Material -
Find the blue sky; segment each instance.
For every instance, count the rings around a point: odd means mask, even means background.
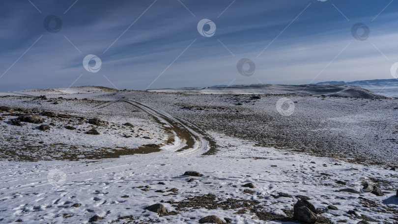
[[[391,79],[397,9],[391,0],[4,0],[0,91]],[[45,28],[49,15],[59,32]],[[203,19],[216,26],[211,37],[198,32]],[[358,23],[370,30],[365,41],[351,34]],[[101,59],[98,72],[83,66],[87,55]],[[237,71],[243,58],[253,75]]]

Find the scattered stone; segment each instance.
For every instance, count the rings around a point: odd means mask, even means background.
[[[222,224],[224,223],[221,219],[216,216],[209,216],[199,220],[199,223],[216,223]]]
[[[89,223],[93,223],[94,222],[97,222],[98,220],[101,220],[102,219],[104,219],[102,217],[100,217],[98,216],[94,216],[90,218],[90,220],[88,220]]]
[[[362,221],[359,221],[359,223],[358,223],[358,224],[370,224],[369,223],[365,220],[362,220]]]
[[[0,107],[0,111],[6,111],[7,112],[11,112],[11,111],[12,111],[12,108],[8,107],[5,107],[5,106],[3,106]]]
[[[73,116],[68,114],[58,114],[57,116],[60,118],[71,118],[73,117]]]
[[[299,200],[294,205],[293,209],[293,216],[299,221],[313,223],[318,220],[318,216],[315,213],[315,207],[306,200]]]
[[[347,184],[347,183],[345,183],[345,182],[344,182],[344,181],[341,181],[341,180],[338,180],[338,181],[336,181],[336,182],[337,183],[338,183],[338,184],[342,184],[342,185],[345,185],[346,184]]]
[[[39,127],[39,129],[42,131],[47,131],[50,130],[50,125],[47,124],[42,124]]]
[[[359,192],[359,191],[356,190],[351,189],[351,188],[345,188],[344,189],[341,189],[336,191],[337,192],[348,192],[349,193],[351,194],[361,194],[361,192]]]
[[[85,134],[88,134],[88,135],[99,135],[99,132],[98,132],[96,130],[93,128],[92,129],[86,132]]]
[[[32,115],[26,118],[25,120],[29,123],[40,124],[43,123],[43,118],[40,115]]]
[[[21,123],[21,121],[18,120],[17,119],[11,119],[10,120],[10,122],[13,125],[15,126],[22,126],[22,123]]]
[[[53,112],[50,112],[48,111],[45,111],[44,112],[43,112],[42,113],[41,113],[41,115],[47,116],[51,117],[55,117],[57,116],[57,114],[56,114],[55,113],[53,113]]]
[[[64,126],[63,127],[67,129],[68,129],[68,130],[76,130],[76,128],[75,128],[74,127],[70,126]]]
[[[178,191],[178,189],[176,189],[175,188],[171,188],[171,189],[169,190],[168,191],[168,192],[171,192],[172,193],[174,193],[174,192]]]
[[[245,190],[243,190],[243,193],[250,194],[251,195],[253,195],[253,194],[255,194],[256,193],[256,191],[251,191],[251,190],[249,190],[249,189],[245,189]]]
[[[334,205],[332,205],[331,204],[328,206],[328,208],[331,210],[339,210],[339,208],[338,208],[337,207]]]
[[[311,200],[311,198],[310,197],[307,197],[307,196],[304,196],[302,195],[298,195],[296,196],[296,197],[298,197],[300,199],[304,199],[305,200]]]
[[[196,171],[187,171],[184,173],[184,176],[200,176],[200,173]]]
[[[280,197],[293,197],[291,196],[291,195],[289,195],[287,193],[284,193],[283,192],[280,192],[278,193]]]
[[[145,210],[150,211],[155,213],[167,213],[167,210],[164,205],[162,204],[155,204],[145,208]]]
[[[88,119],[88,123],[94,125],[99,125],[101,120],[98,118],[91,118]]]
[[[225,218],[224,220],[225,220],[225,222],[226,222],[227,223],[232,223],[232,220],[230,219],[227,218]]]
[[[156,144],[148,144],[145,145],[146,147],[149,147],[149,148],[160,148],[160,146],[157,145]]]
[[[130,123],[128,123],[128,122],[126,123],[125,124],[123,124],[123,125],[129,126],[129,127],[131,127],[132,128],[134,127],[134,125],[133,125],[132,124],[130,124]]]
[[[80,207],[81,205],[82,205],[82,204],[80,204],[80,203],[75,203],[73,204],[73,205],[72,205],[72,206],[71,207],[74,207],[75,208],[79,208],[79,207]]]
[[[244,185],[242,185],[244,188],[256,188],[256,187],[251,183],[248,183]]]

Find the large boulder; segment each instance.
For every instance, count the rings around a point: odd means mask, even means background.
[[[155,213],[167,213],[167,210],[165,208],[164,205],[162,204],[155,204],[146,207],[145,209]]]
[[[307,200],[299,200],[293,207],[294,218],[300,221],[313,223],[318,220],[315,207]]]
[[[39,127],[39,129],[42,131],[47,131],[50,130],[50,125],[47,124],[42,124]]]
[[[88,123],[94,125],[99,125],[100,122],[101,122],[101,120],[98,118],[91,118],[88,119]]]
[[[44,112],[43,112],[42,113],[41,113],[41,115],[47,116],[51,117],[55,117],[57,116],[57,114],[55,113],[54,113],[53,112],[50,112],[49,111],[45,111]]]
[[[187,171],[184,173],[184,176],[200,176],[200,173],[196,171]]]
[[[25,121],[33,124],[40,124],[43,123],[43,118],[40,115],[35,114],[27,117]]]
[[[217,224],[222,224],[224,223],[221,220],[221,219],[216,216],[209,216],[199,220],[199,223],[216,223]]]

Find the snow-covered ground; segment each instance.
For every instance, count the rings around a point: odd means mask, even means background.
[[[253,99],[74,88],[1,93],[14,96],[0,98],[0,106],[37,107],[38,114],[73,116],[43,115],[43,124],[16,126],[9,119],[18,112],[4,112],[1,150],[41,140],[49,145],[76,145],[78,152],[95,152],[103,145],[132,150],[148,144],[158,144],[161,150],[77,161],[3,157],[0,223],[88,223],[98,216],[102,219],[92,223],[198,224],[209,215],[234,224],[293,223],[286,217],[292,216],[298,196],[309,197],[319,209],[323,217],[319,223],[398,220],[398,175],[390,167],[397,165],[398,154],[392,140],[398,124],[397,100],[276,94]],[[33,97],[41,95],[48,99]],[[282,113],[276,108],[285,98],[295,105],[291,114],[285,107]],[[105,123],[99,127],[86,123],[93,117]],[[35,129],[50,122],[55,126],[49,130]],[[58,128],[68,122],[78,128]],[[99,135],[84,133],[92,126]],[[132,137],[124,137],[131,131]],[[142,138],[149,134],[149,139]],[[370,146],[362,149],[366,145]],[[48,150],[39,147],[21,153],[27,157]],[[62,150],[68,151],[63,146],[55,151]],[[202,175],[183,176],[186,171]],[[378,186],[384,196],[354,193],[364,179]],[[256,188],[242,187],[248,183]],[[347,189],[351,192],[339,191]],[[144,209],[158,203],[176,212],[159,216]],[[328,208],[330,205],[338,210]]]

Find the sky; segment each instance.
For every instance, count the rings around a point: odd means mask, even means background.
[[[0,91],[392,79],[397,21],[394,0],[3,0]]]

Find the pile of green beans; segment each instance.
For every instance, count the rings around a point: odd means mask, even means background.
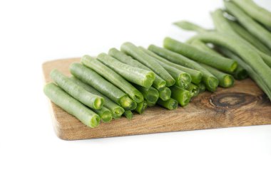
[[[252,78],[271,99],[271,13],[252,0],[225,1],[211,13],[215,29],[185,21],[174,25],[197,35],[185,43],[167,37],[163,47],[132,43],[57,70],[45,94],[57,106],[93,128],[158,104],[169,110],[235,80]]]

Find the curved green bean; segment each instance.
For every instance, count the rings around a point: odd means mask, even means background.
[[[172,52],[168,49],[160,48],[154,45],[150,45],[148,47],[148,50],[153,51],[157,55],[168,59],[173,63],[176,63],[185,67],[192,68],[193,70],[200,71],[203,74],[203,81],[205,84],[206,87],[208,87],[208,90],[213,91],[218,85],[218,79],[206,69],[200,66],[196,62],[174,52]]]
[[[91,128],[99,125],[101,118],[97,114],[68,95],[53,83],[46,85],[44,92],[54,104],[76,117],[85,125]]]
[[[200,40],[194,40],[190,43],[190,44],[191,44],[191,45],[193,45],[193,46],[198,48],[198,49],[203,50],[206,53],[211,53],[214,55],[221,56],[221,55],[219,54],[217,51],[209,48],[208,45],[206,45],[206,44],[201,42]],[[237,80],[244,80],[244,79],[247,77],[247,71],[240,65],[238,65],[237,68],[236,69],[236,70],[233,73],[232,73],[232,75]],[[218,80],[219,80],[219,79],[218,79]]]
[[[198,63],[204,63],[225,72],[233,72],[238,66],[238,64],[233,60],[204,53],[190,45],[171,38],[165,38],[163,44],[165,48],[171,51],[180,53]]]
[[[170,87],[174,85],[175,80],[173,77],[171,77],[171,75],[167,72],[167,70],[165,70],[158,62],[156,62],[155,59],[146,55],[133,43],[123,43],[121,45],[121,50],[150,68],[166,82],[167,87]]]
[[[191,68],[188,68],[188,67],[181,66],[181,65],[178,65],[176,63],[171,63],[171,62],[168,61],[168,60],[166,60],[165,58],[163,58],[158,55],[156,53],[153,53],[149,50],[145,49],[142,47],[140,47],[140,48],[142,50],[143,50],[145,53],[148,53],[148,55],[153,56],[153,58],[155,58],[158,60],[160,60],[160,62],[163,62],[163,63],[165,63],[170,66],[172,66],[172,67],[177,68],[181,71],[183,71],[183,72],[188,73],[191,77],[191,82],[193,82],[193,83],[198,84],[199,82],[201,82],[201,79],[203,77],[203,74],[201,72],[199,72],[198,70],[195,70],[191,69]]]
[[[136,102],[140,102],[144,99],[143,95],[131,83],[100,61],[89,55],[84,55],[81,58],[81,62],[84,65],[91,68],[113,85],[122,90]]]
[[[99,109],[103,107],[104,102],[103,97],[86,91],[58,70],[52,70],[50,76],[60,87],[83,104],[94,109]]]
[[[104,53],[99,54],[97,59],[128,81],[138,85],[150,87],[155,79],[153,72],[123,63]]]
[[[108,55],[115,58],[118,60],[133,67],[140,67],[146,70],[151,70],[149,67],[145,66],[141,63],[134,60],[131,56],[127,55],[124,53],[121,52],[114,48],[109,50]],[[165,81],[155,74],[155,79],[153,81],[153,86],[157,90],[162,89],[165,87]]]
[[[158,92],[159,92],[159,97],[163,101],[168,100],[170,98],[171,91],[167,87],[159,90]]]
[[[70,72],[82,82],[92,86],[112,101],[121,105],[124,109],[132,110],[136,109],[136,102],[91,69],[80,63],[74,63],[70,65]]]
[[[141,102],[138,103],[138,105],[135,111],[137,112],[138,114],[141,114],[145,112],[147,107],[148,107],[147,102],[144,100]]]
[[[235,80],[232,75],[223,72],[220,72],[215,68],[206,65],[205,64],[200,64],[203,67],[207,69],[213,75],[218,79],[219,85],[223,87],[230,87],[235,84]]]
[[[114,119],[120,118],[121,115],[123,114],[124,112],[123,108],[122,108],[121,107],[120,107],[119,105],[113,102],[111,99],[110,99],[106,95],[101,94],[101,92],[95,90],[91,86],[83,82],[82,81],[79,80],[78,79],[77,79],[76,77],[73,76],[71,77],[70,79],[78,85],[83,87],[88,92],[103,97],[105,101],[103,103],[103,106],[108,108],[109,110],[111,110],[113,114],[113,117]]]
[[[180,88],[176,85],[170,87],[171,90],[171,97],[178,102],[182,107],[188,104],[191,99],[190,92],[186,90]]]
[[[157,101],[157,104],[170,110],[175,109],[178,107],[178,102],[172,98],[166,101],[163,101],[159,98]]]
[[[227,10],[232,14],[250,33],[271,49],[271,33],[255,22],[232,2],[224,1]]]
[[[204,33],[196,36],[205,43],[213,43],[223,46],[240,56],[259,75],[269,89],[271,89],[270,68],[265,63],[260,55],[247,43],[242,40],[236,40],[235,36],[227,36],[219,33]]]

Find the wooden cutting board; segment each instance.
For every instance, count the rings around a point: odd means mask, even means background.
[[[49,73],[58,69],[69,75],[68,66],[79,58],[48,61],[43,64],[46,82]],[[205,92],[185,107],[169,111],[162,107],[148,108],[133,120],[123,117],[87,127],[73,116],[50,102],[56,135],[64,140],[121,136],[151,133],[271,124],[271,103],[250,79],[236,81],[233,87]]]

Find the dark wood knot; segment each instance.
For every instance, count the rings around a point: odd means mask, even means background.
[[[259,100],[256,96],[247,93],[220,93],[213,94],[210,102],[211,104],[223,108],[237,108]]]

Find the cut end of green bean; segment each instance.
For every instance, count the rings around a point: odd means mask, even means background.
[[[223,87],[230,87],[235,83],[235,80],[232,75],[225,75],[223,79],[223,84],[220,84]]]
[[[186,90],[190,92],[191,97],[196,97],[200,93],[200,88],[193,83],[188,86]]]
[[[133,112],[131,111],[125,111],[124,116],[127,119],[131,120],[133,118]]]
[[[233,76],[236,80],[242,80],[246,79],[247,77],[247,72],[245,69],[242,68],[241,70],[237,69],[237,71],[235,72]]]
[[[104,112],[101,115],[101,118],[104,122],[110,122],[112,120],[112,114],[110,111]]]
[[[88,126],[94,128],[100,124],[101,117],[98,115],[93,116],[89,121]]]
[[[103,105],[103,103],[104,103],[104,99],[103,98],[97,98],[95,101],[94,101],[94,108],[96,109],[100,109]]]
[[[138,105],[135,109],[138,114],[143,114],[148,107],[148,104],[146,101],[143,101],[142,102],[138,103]]]
[[[182,88],[187,88],[191,83],[191,77],[188,73],[183,73],[180,75],[180,87]]]
[[[181,94],[180,100],[178,102],[180,105],[182,107],[186,106],[188,104],[191,99],[191,94],[188,92],[185,92]]]
[[[124,113],[124,109],[122,107],[117,107],[112,110],[113,118],[116,119],[121,117],[121,115]]]
[[[171,87],[171,97],[178,102],[182,107],[186,106],[191,99],[190,92],[176,85]]]
[[[155,87],[157,90],[160,90],[164,87],[165,87],[166,82],[165,81],[160,81],[159,84],[157,84],[157,85],[155,85],[153,84],[153,87]]]
[[[136,108],[136,102],[128,96],[121,97],[119,103],[120,105],[127,111],[133,110]]]
[[[230,67],[230,72],[233,72],[234,71],[235,71],[237,70],[238,67],[238,63],[237,62],[234,62],[232,63],[231,67]]]
[[[171,86],[174,85],[175,82],[175,81],[173,78],[170,79],[170,80],[166,81],[165,86],[171,87]]]
[[[168,109],[170,109],[170,110],[173,110],[173,109],[177,109],[178,107],[178,102],[176,100],[175,100],[174,99],[169,99],[168,100],[166,100],[166,101],[163,101],[161,99],[159,99],[158,101],[157,101],[157,103]]]
[[[164,101],[168,100],[171,96],[171,91],[168,87],[165,87],[159,91],[159,97]]]

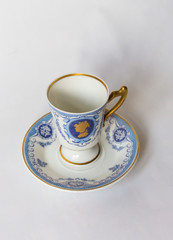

Directive - Please collect every line above that contains the word "segment" and copy each one in full.

Output below -
Find the blue sky; segment each instance.
Find the scattered stone; segment each instance.
Find the large boulder; segment each instance.
Find the snow-covered ground; segment each instance.
Find the sky; segment each instance.
Find the pile of green beans; segment each instance.
Find the curved green bean; segment each instance.
Find the wooden cutting board; segment each instance.
Find the dark wood knot; segment each instance.
Find the cut end of green bean; segment each instance.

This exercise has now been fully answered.